TASK DETAILS -
Format every line of the items below as a Markdown table with the columns Row and Line. Number each row and skip any blank lines.

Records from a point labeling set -
(begin)

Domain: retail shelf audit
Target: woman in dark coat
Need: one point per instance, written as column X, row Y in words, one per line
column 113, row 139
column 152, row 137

(end)

SOLUTION -
| Row | Line |
|---|---|
| 1 | Domain: retail shelf audit |
| 2 | Target: woman in dark coat |
| 3 | Need: one point per instance, written as column X, row Y in words, one per line |
| 4 | column 113, row 139 |
| 5 | column 152, row 137 |